= BRANO CITATO =

________________________

Io ero fra quelle impegnate, appunto, in tali trasferimenti; più esattamente, dovevo farli uscire dall’ospedale in abiti borghesi, come se si trattasse di cittadini vercellesi e, attraversando la città, condurli nel bosco del “Vola”, sulle rive della Sesia, dove si aggregavano a militari italiani fuggiaschi, dirigendosi quindi verso le montagne.
Una mattina, mi recai come di consueto all’accettazione dell’ospedale, dove Maria Fracassi Pastore, che era l’infermiera addetta allo smistamento dei militari per e dall’ospedale, mi disse ciò che avrei dovuto fare.
Incontrai, quindi, altre due infermiere, Zaira e Irene Cafasso, le quali, preoccupate, mi informarono che i tedeschi avrebbero effettuato una perquisizione il giorno successivo: era urgente trasferire due militari australiani nascosti in ospedale.

________________________

= ESTRATTI DEI RECORD =
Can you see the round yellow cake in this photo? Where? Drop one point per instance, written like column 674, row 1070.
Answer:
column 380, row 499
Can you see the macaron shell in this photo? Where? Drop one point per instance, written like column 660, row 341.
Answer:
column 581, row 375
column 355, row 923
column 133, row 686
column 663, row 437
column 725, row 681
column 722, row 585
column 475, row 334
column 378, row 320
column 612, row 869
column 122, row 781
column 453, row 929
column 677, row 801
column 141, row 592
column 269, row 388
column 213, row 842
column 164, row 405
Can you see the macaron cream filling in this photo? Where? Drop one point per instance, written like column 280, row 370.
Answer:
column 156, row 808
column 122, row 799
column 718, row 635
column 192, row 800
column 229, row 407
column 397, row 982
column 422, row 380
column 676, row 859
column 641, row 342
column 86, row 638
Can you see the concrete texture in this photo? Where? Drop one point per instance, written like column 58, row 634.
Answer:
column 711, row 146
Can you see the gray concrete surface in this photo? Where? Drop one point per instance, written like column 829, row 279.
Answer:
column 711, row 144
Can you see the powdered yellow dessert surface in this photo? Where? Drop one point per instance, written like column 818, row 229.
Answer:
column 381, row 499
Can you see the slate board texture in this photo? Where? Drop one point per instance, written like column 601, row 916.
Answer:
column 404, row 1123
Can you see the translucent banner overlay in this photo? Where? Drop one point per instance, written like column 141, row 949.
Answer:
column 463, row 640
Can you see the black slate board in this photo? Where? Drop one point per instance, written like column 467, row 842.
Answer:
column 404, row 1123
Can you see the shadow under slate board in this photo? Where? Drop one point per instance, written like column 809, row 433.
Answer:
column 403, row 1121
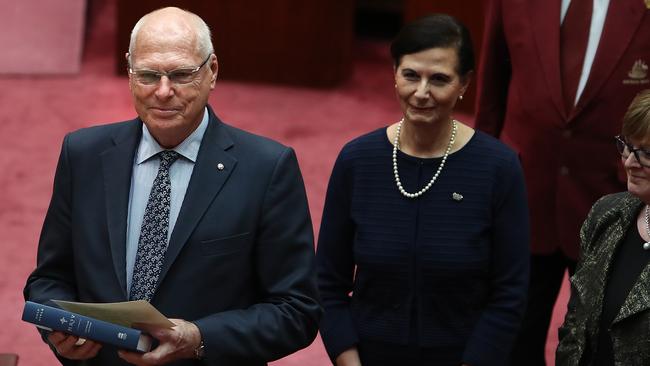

________________________

= ISTRUZIONI DI LAVORO =
A - Secondo il brano citato, quale incarico svolgeva Maria Fracassi Pastore in ospedale?
B - Trascriva dal brano citato il tratto che va da "Io ero fra quelle" fino a "avrei dovuto fare.".

= SOLUZIONI DELL'ESERCIZIO =
A - Era l'infermiera addetta allo smistamento dei militari per e dall'ospedale.

B -
Io ero fra quelle impegnate, appunto, in tali trasferimenti; più esattamente, dovevo farli uscire dall’ospedale in abiti borghesi, come se si trattasse di cittadini vercellesi e, attraversando la città, condurli nel bosco del “Vola”, sulle rive della Sesia, dove si aggregavano a militari italiani fuggiaschi, dirigendosi quindi verso le montagne.
Una mattina, mi recai come di consueto all’accettazione dell’ospedale, dove Maria Fracassi Pastore, che era l’infermiera addetta allo smistamento dei militari per e dall’ospedale, mi disse ciò che avrei dovuto fare.